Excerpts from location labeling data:
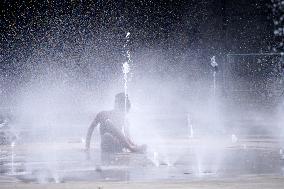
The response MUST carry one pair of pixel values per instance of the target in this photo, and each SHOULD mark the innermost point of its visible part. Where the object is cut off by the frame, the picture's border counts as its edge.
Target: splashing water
(12, 157)
(126, 70)
(190, 126)
(215, 67)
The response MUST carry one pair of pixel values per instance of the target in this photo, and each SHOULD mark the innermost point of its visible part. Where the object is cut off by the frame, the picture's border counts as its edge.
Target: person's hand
(140, 149)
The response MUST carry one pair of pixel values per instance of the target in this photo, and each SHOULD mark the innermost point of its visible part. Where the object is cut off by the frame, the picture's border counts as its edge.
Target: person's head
(119, 102)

→ **Set problem**
Arrange the lines of the records above as a numbered list, one line per item, with blank lines left out. Leave the pictures out of your answer.

→ **Final answer**
1. The response MUST carry one pair of pixel values per instance of the target in this photo, and each SHOULD mark the innermost point of its visible part. Where the object is cut off by the frame, the picture's border counts as its edge.
2. Target: splashing water
3. (12, 157)
4. (126, 70)
5. (190, 126)
6. (215, 67)
7. The response MUST carry one pair of pixel values per instance of the target in this photo, and each SHOULD mark the innermost point of its visible part. Where the object is cut off by the frame, the picture's border counts as its edge.
8. Target: person's hand
9. (140, 149)
10. The response MUST carry one pair of pixel values per instance of the target in this photo, and each SHOULD mark the innermost point of its visible part. Where the object is cut off by the frame, the picture's border counts as its edge.
11. Target: person's head
12. (119, 102)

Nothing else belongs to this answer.